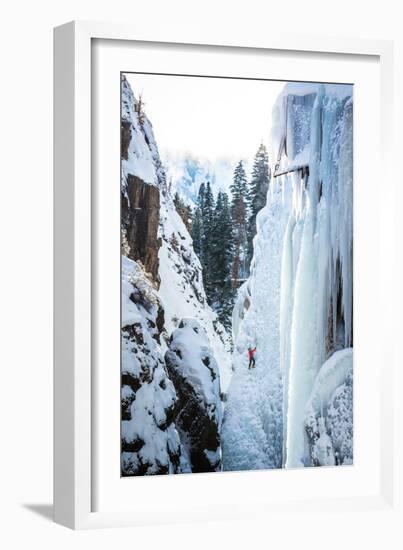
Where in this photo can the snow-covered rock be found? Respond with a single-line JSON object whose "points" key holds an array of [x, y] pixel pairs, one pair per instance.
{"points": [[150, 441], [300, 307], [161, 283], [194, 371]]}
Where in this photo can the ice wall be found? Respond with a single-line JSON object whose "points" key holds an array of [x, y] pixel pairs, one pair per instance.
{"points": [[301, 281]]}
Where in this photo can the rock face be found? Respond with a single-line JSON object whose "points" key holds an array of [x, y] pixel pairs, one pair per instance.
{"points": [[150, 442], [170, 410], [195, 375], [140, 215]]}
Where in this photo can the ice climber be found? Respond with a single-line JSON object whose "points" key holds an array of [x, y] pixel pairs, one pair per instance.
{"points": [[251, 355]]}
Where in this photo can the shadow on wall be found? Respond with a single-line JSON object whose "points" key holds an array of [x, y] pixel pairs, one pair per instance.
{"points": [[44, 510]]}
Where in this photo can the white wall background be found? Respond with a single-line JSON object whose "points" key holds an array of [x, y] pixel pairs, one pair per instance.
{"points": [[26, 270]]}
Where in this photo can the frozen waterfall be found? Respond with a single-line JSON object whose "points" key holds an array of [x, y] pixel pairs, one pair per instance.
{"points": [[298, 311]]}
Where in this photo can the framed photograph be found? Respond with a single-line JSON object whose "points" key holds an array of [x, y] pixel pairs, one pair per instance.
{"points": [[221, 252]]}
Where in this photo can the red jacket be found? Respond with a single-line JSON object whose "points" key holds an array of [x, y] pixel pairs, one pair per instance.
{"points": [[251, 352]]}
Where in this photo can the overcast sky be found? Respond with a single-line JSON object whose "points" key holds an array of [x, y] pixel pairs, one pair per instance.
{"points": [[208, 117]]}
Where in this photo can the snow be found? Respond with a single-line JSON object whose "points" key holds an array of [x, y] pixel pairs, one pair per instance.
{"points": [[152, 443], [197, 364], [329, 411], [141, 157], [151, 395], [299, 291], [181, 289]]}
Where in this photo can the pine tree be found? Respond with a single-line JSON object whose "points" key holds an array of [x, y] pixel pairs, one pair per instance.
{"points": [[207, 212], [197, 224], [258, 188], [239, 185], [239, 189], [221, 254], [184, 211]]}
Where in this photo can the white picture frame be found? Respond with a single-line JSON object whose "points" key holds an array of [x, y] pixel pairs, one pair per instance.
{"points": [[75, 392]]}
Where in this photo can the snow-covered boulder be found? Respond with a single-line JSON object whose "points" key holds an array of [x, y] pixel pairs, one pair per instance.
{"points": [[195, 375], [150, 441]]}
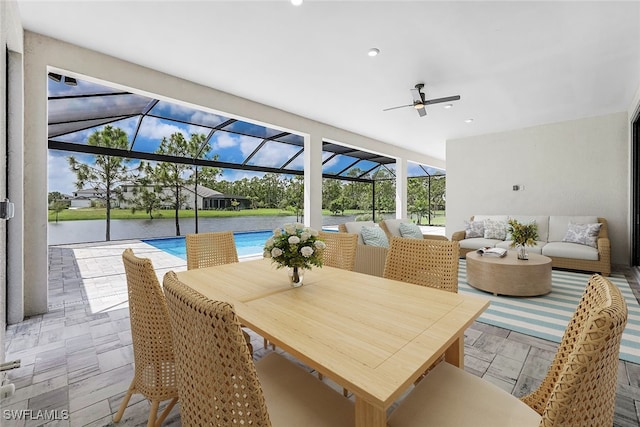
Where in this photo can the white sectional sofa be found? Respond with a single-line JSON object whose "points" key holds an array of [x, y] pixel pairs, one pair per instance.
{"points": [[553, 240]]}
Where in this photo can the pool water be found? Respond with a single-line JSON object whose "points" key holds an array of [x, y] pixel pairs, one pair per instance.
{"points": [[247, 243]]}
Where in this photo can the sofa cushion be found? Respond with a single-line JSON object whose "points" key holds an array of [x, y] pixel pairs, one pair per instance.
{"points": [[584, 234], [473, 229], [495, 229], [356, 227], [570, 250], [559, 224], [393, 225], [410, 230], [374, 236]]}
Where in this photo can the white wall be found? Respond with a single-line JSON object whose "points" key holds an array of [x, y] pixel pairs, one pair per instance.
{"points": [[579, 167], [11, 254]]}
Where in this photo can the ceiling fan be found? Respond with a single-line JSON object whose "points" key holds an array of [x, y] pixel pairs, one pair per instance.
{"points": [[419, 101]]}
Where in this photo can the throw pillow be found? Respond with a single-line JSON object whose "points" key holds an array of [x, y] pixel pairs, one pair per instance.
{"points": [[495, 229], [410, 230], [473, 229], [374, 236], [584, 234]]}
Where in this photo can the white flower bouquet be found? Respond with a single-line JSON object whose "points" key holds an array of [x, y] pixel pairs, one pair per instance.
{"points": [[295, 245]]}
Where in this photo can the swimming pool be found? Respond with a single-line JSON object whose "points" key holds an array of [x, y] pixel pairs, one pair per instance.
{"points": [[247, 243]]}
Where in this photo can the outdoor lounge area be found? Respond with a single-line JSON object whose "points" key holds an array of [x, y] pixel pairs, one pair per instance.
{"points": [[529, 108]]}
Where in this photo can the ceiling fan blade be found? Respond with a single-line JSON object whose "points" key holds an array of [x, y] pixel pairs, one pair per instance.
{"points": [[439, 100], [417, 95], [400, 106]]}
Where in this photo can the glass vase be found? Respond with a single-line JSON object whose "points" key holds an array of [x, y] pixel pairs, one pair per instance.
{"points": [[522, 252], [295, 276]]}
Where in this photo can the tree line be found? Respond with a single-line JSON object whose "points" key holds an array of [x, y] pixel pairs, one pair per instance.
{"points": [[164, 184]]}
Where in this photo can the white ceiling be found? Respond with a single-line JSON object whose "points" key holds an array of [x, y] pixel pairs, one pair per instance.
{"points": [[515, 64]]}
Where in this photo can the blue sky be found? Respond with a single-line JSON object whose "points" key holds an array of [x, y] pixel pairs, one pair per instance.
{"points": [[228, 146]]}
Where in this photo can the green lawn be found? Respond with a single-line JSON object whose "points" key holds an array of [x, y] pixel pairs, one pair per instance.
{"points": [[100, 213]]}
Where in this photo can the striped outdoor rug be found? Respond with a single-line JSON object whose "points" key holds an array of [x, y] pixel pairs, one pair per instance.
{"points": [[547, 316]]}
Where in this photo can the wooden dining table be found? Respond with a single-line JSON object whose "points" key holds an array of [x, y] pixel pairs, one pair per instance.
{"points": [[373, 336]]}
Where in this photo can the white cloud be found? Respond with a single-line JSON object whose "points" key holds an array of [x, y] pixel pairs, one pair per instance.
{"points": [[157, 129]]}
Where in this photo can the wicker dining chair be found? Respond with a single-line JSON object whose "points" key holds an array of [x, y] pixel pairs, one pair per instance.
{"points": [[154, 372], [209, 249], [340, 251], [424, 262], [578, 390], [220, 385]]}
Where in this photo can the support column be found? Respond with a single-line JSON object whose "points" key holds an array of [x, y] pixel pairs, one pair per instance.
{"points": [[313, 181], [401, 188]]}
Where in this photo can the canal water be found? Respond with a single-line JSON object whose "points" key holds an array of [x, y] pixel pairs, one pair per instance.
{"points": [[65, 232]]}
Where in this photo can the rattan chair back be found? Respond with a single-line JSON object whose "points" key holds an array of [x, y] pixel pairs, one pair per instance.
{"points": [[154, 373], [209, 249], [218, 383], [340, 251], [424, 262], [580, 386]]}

● ● ● ●

> [Exercise requirements]: Give back each entry exactly as it appears. Leave pictures out.

> [Task answer]:
Where in this photo can the snow-covered rock be found? Respond with a single-line JSON object whose "points" key holds an array of [x, y] pixel pairs, one pair per instance.
{"points": [[150, 441], [300, 307], [161, 283], [194, 371]]}
Where in this photo can the ice wall be found? Respond with a single-line JSON object whose "points" key holds an array of [x, y] pixel pairs, one pair per instance.
{"points": [[301, 281]]}
Where in this photo can the rock face be found? Respond with a single-line JSON object whose "points" key holds an array of [x, y] pixel pairs, one pair per instance.
{"points": [[150, 442], [170, 410], [195, 375], [140, 215]]}
Where in this photo can the ice climber be found? Respond with a single-line JSON object whose "points" key holds an array of [x, y] pixel pairs, one pair per instance.
{"points": [[251, 355]]}
Where in this photo can the shadow on wall be found? Respond with a single-line JSON object whose "points" key holds an array of [x, y] pixel pairs, one pair per instance.
{"points": [[44, 510]]}
Where in this photo can the white wall background be found? Respond with a single-line JSON object whose "points" key holds an array of [x, y] pixel pairs, one pair per instance.
{"points": [[26, 270]]}
Where in this photo can the frozen waterfall be found? Respond with a single-line JSON object whose "points" key holds an array of [x, y] pixel pairs, one pair per instance.
{"points": [[298, 311]]}
Where in this photo can the framed photograph be found? Respond with a single-line JSON object whose "points" key holds an array of [x, y] pixel pairs, one pair per instance.
{"points": [[221, 252]]}
Where in this photo can the red jacket be found? Respond with a single-line JSON object whose "points" key holds an array of [x, y] pixel pairs, one pair per instance.
{"points": [[251, 352]]}
Where in this photo can the overcast sky be found? Respond with a single-line JSON object whose "points" key holds an array of [x, y] pixel pairs, one pair per instance.
{"points": [[208, 117]]}
Where in this photo can the snow be found? Respond with a single-line JSON object whose "points" key holds an array of [x, y] pixel pairs, one pair per instance.
{"points": [[152, 443], [197, 364], [329, 411], [141, 157], [151, 395], [299, 291], [181, 289]]}
Where in this photo can the pine tree be found? Respond with a single-line JSON object whose "points" key holds an array of [x, y] pixel pairs, one pair per instance.
{"points": [[207, 212], [197, 224], [258, 188], [239, 185], [239, 189], [221, 254], [184, 211]]}
Where in this photo can the white picture frame be found? Respond with a single-line JSON object whose "points" key holds an array of [x, y] pixel pairs, one pair per instance.
{"points": [[75, 392]]}
Where in this photo can the snow-covered boulder be found? Respond with a single-line JSON object whose "points" key holds an array of [x, y] pixel pairs, one pair per instance.
{"points": [[195, 375], [150, 441]]}
Where in this photo can the white sectional sofa be found? Respond with a single-line JSON object whose "points" key holds an array of [x, y] pixel pairs, one pair per instance.
{"points": [[553, 240]]}
Where in this photo can the pool water be found? Respond with a single-line JSON object whose "points" key holds an array of [x, y] pixel pairs, one pair per instance.
{"points": [[247, 243]]}
Where in this photo can the sofa cushion be found? Respond with a single-line JSON object whose "points" key holds an array of [x, y] pixel pairs, one pair per instance.
{"points": [[584, 234], [473, 229], [495, 229], [356, 227], [570, 250], [559, 224], [393, 225], [410, 230], [374, 236]]}
Where in this photo can the white wall be found? Respond with a single-line JSON object whose "points" key holds an array of [x, y] pixel pairs, one pair per instance.
{"points": [[579, 167], [11, 254]]}
Where in this photo can the ceiling fan be found? Respond with a single-line JSON object whose "points" key holds an array of [x, y] pixel pairs, one pair per instance.
{"points": [[419, 101]]}
Where in this photo can the throw pillow be found? Respond with a single-line JSON object whose "points" key holds an array of [x, y] pixel pairs, one pair per instance.
{"points": [[495, 229], [410, 230], [473, 229], [374, 236], [584, 234]]}
Where in this photo can the white flower bouquet be found? Respond with a single-line JSON object whose "points" key holds an array of [x, y] pixel pairs, one pair per instance.
{"points": [[295, 245]]}
Where in this photo can the swimming pool be found? Respond with a single-line JSON object whose "points" key holds an array of [x, y] pixel pairs, one pair per instance.
{"points": [[247, 243]]}
Where in this photo can the outdoor lounge area be found? Respond with a single-line JSON object whose "points" key holds an array of [x, y] pixel pairs, one pair per instance.
{"points": [[529, 108]]}
Where in this photo can the ceiling fan blade be found? Respond with a single-line JSON object whose "points" key holds an array of [x, y] pixel pairs, one pair per instance.
{"points": [[439, 100], [417, 95], [400, 106]]}
Where in this photo can the glass vase be found? Respond with a single-line JSON object whose "points" key holds an array of [x, y] pixel pairs, one pair per instance.
{"points": [[522, 252], [295, 276]]}
Where in this photo can the tree line be found? Respond with a single-line JSON object whose "points" key holds an array of [x, y] pixel pairs, one pair per instance.
{"points": [[164, 184]]}
Where in this photo can the white ceiling be found? Respond with a single-line JSON object whose "points" key holds an array of [x, y] pixel pairs, one pair per instance.
{"points": [[515, 64]]}
Where in this photo can the blue sky be found? Respond with a single-line JSON object whose "points" key holds an array of [x, y] pixel pairs, one pair per instance.
{"points": [[228, 146]]}
Where in this photo can the green lawn be found? Respond with a single-line JSON object whose "points" key holds an array of [x, y] pixel pairs, one pair per instance.
{"points": [[100, 213]]}
Where in this photo can the striped outdoor rug be found? Respond with a single-line JSON object whose "points" key holds an array of [x, y] pixel pairs, one pair per instance.
{"points": [[547, 316]]}
Where in this photo can the wooden dining table be found? Respond with a single-line JSON object whose "points" key holds an array of [x, y] pixel pairs, one pair per instance.
{"points": [[373, 336]]}
Where in this photo can the white cloud be found? Respond with a single-line JSON object whose "points" key holds an array of [x, y] pixel pairs, one pair per instance.
{"points": [[157, 129]]}
Where in this photo can the wicker dining chair be found? Respond with a single-line JSON object whose "points" key holds an array of [x, y] pixel pairs, one pair per instance.
{"points": [[154, 372], [209, 249], [340, 251], [424, 262], [578, 390], [220, 385]]}
Where in this photo can the support column be found? Respond with a single-line JSON object whose "points" key holds an array of [x, y] pixel pairs, one pair per instance.
{"points": [[313, 181], [401, 188]]}
Where in this photo can the canal water be found? Respond with a single-line JSON object whose "points" key holds an array of [x, y] pixel pairs, one pair per instance.
{"points": [[65, 232]]}
Where in this photo can the rattan chair back be found? Respond with a single-line JSON object whose "points" key holds an array of [x, y] pixel pairs, one pair per instance.
{"points": [[154, 373], [209, 249], [218, 383], [340, 251], [424, 262], [580, 386]]}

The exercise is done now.